---------- Information supplied ----------

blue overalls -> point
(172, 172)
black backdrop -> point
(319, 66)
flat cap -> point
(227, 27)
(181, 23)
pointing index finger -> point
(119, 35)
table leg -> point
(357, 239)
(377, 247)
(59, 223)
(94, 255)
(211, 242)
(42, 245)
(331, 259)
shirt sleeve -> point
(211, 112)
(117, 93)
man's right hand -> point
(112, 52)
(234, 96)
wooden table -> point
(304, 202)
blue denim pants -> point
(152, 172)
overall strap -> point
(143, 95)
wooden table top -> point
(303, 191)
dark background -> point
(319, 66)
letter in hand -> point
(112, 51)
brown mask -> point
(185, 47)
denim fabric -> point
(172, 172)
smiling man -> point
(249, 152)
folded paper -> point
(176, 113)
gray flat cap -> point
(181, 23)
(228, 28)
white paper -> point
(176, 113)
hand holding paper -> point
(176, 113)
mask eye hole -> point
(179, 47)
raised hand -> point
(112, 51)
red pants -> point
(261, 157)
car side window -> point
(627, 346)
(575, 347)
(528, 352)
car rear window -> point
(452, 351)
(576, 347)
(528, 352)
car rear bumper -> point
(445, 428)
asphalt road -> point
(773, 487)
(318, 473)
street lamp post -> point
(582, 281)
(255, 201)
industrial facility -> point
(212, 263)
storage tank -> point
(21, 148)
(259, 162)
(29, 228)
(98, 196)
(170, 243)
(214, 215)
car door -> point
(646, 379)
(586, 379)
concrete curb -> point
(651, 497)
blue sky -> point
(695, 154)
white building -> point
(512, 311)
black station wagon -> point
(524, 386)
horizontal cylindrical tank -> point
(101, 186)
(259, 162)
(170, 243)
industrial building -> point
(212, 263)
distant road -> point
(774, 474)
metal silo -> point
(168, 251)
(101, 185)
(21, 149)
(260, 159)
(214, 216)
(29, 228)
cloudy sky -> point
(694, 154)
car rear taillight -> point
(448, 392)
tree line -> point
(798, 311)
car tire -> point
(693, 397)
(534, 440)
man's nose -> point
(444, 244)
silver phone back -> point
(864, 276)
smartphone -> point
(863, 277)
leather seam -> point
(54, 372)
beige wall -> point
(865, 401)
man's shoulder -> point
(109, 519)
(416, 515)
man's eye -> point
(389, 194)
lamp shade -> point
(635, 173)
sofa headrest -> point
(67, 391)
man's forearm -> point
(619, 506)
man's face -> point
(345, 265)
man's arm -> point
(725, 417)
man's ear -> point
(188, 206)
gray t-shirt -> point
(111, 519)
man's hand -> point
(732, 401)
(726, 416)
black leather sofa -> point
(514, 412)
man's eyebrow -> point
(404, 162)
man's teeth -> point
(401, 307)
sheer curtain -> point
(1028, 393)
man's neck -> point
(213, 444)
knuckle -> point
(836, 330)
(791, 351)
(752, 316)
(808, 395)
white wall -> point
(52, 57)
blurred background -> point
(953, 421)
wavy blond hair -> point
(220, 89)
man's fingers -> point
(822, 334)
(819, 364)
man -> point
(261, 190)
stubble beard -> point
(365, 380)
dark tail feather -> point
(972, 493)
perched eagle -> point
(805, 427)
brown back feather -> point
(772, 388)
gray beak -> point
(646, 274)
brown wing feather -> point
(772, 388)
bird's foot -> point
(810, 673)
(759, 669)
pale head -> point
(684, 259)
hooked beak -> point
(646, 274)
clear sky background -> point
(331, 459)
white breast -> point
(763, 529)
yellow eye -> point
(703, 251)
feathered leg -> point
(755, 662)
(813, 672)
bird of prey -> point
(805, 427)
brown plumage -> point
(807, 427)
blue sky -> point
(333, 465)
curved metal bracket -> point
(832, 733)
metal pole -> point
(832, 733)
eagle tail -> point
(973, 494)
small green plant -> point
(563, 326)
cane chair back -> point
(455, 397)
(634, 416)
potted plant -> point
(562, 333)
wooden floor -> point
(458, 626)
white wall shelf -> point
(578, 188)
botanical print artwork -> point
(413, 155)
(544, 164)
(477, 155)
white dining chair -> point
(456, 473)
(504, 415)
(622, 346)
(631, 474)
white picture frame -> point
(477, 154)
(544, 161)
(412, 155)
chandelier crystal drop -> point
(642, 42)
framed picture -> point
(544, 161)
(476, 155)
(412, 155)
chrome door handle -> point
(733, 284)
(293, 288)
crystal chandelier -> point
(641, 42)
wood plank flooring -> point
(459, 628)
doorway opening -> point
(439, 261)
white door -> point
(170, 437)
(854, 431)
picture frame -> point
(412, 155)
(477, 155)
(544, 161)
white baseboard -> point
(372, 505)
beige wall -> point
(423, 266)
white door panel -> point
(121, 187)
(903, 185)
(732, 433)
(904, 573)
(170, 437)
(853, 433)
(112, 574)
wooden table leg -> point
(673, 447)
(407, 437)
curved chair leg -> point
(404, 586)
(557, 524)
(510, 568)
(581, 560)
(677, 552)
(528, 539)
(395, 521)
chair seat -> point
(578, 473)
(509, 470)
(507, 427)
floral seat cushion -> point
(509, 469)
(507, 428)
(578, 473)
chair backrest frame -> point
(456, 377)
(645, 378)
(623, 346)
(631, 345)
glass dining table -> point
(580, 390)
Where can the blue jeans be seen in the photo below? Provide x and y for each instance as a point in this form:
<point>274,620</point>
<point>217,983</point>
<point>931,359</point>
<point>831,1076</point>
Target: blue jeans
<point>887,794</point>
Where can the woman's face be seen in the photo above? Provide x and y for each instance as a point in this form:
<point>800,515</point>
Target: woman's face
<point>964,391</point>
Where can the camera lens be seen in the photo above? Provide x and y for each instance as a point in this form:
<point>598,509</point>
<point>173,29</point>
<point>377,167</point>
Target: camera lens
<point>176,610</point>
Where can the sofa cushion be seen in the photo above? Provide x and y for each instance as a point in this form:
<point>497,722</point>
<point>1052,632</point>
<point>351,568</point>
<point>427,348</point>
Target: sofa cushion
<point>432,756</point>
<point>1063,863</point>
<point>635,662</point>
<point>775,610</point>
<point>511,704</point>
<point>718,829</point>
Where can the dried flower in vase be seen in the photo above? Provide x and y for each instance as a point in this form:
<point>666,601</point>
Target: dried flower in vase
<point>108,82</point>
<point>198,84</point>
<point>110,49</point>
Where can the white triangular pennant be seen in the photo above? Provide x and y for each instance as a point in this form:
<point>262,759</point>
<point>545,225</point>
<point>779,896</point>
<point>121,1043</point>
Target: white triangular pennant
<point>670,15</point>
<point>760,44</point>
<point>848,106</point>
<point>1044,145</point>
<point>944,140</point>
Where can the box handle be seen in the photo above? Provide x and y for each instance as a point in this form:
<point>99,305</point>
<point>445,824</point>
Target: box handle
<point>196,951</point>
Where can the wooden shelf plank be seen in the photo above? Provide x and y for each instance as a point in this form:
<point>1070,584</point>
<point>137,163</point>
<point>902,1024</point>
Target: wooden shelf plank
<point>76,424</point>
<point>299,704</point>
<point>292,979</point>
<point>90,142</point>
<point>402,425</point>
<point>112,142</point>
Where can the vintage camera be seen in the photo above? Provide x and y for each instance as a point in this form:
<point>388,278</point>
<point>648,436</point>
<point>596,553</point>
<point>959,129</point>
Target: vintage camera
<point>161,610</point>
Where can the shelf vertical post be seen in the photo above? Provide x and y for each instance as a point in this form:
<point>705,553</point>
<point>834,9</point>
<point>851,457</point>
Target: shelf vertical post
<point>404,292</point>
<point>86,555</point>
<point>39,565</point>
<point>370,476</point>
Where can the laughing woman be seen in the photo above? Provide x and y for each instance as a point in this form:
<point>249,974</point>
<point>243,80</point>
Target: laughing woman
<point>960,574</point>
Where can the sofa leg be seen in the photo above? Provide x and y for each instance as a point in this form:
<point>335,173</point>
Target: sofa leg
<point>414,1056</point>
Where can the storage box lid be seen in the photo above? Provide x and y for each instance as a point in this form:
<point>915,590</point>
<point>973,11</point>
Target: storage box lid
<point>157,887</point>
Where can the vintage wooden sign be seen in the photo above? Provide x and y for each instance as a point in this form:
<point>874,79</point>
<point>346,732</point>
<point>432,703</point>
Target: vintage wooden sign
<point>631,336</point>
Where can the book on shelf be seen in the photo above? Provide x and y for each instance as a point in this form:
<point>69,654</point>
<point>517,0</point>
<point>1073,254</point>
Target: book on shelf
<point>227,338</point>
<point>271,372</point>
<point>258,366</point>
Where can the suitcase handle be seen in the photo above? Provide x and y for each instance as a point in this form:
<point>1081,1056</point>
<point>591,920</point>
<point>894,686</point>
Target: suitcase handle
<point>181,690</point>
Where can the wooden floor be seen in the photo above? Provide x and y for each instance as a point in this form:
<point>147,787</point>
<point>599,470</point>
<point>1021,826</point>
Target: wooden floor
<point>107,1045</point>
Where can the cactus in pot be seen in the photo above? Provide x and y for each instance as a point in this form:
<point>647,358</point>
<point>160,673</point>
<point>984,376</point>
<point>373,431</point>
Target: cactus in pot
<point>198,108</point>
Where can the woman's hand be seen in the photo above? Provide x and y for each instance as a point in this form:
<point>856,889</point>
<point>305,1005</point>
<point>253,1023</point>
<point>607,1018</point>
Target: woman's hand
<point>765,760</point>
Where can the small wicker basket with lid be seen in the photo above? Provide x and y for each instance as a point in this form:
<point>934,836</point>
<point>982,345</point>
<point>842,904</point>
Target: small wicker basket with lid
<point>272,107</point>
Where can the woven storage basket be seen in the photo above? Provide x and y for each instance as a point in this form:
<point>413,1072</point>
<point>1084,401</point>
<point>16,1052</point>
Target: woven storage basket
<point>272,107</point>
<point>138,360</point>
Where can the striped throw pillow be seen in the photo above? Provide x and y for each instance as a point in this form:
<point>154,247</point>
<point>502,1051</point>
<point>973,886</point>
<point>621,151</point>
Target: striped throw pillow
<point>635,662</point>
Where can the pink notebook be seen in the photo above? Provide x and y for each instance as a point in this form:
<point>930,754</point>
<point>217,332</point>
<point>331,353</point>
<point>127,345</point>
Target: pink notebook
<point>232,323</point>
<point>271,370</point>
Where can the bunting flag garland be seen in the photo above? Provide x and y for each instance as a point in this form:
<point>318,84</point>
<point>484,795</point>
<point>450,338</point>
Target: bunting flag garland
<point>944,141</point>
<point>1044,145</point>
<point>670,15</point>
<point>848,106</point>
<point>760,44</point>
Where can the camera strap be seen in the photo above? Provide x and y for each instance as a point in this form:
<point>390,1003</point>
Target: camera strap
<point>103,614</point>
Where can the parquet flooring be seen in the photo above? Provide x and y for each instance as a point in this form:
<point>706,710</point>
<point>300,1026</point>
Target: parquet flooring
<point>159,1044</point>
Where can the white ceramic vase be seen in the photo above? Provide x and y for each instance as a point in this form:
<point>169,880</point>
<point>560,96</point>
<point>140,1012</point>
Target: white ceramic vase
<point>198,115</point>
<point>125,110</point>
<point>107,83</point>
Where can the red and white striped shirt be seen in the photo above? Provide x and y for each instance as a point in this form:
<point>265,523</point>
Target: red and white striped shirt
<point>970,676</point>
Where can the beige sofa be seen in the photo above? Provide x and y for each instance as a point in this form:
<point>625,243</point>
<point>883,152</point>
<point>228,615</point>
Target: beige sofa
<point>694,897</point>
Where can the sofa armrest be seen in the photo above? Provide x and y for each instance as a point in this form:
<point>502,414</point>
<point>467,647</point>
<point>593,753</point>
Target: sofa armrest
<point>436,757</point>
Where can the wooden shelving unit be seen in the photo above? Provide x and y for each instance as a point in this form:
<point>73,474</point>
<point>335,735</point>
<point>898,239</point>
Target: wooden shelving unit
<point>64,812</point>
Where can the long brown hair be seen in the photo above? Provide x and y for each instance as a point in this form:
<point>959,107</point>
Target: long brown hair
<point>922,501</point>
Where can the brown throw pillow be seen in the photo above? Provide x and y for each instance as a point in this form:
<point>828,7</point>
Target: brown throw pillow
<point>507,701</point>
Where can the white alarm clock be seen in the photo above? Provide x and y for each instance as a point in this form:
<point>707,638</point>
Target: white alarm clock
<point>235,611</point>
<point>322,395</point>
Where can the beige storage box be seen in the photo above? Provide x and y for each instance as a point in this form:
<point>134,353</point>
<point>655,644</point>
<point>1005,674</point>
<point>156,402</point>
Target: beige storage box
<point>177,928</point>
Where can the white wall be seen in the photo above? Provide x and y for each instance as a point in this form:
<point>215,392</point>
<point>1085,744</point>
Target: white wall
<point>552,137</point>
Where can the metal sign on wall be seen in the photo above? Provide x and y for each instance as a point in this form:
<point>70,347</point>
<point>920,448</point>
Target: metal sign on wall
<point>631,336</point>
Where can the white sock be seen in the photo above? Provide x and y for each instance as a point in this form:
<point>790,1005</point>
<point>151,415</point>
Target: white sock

----------

Copy the material word for word, beginning with the line containing "Where can the small" and continuing through the line containing "<point>271,370</point>".

- Response to the task -
Where can the small wicker basket with lid be seen in the photo above? Provide x and y for each instance as a point in this form:
<point>934,836</point>
<point>982,345</point>
<point>842,904</point>
Target: small wicker basket with lid
<point>272,107</point>
Where can the woven storage basket be seen in the photo above? Provide x and y for each instance as a point in this form:
<point>413,1072</point>
<point>1084,401</point>
<point>16,1052</point>
Target: woven storage basket
<point>272,107</point>
<point>138,360</point>
Where can the striped throw pillow be seen in the photo above? Provide x and y for each instance as a point in this form:
<point>154,247</point>
<point>502,1051</point>
<point>973,886</point>
<point>621,151</point>
Target: striped throw pillow
<point>635,662</point>
Where can the pink notebook be seen in the photo above? Provide x and y for each instance as a point in this form:
<point>930,754</point>
<point>217,332</point>
<point>331,353</point>
<point>127,345</point>
Target: pink notebook
<point>232,323</point>
<point>271,370</point>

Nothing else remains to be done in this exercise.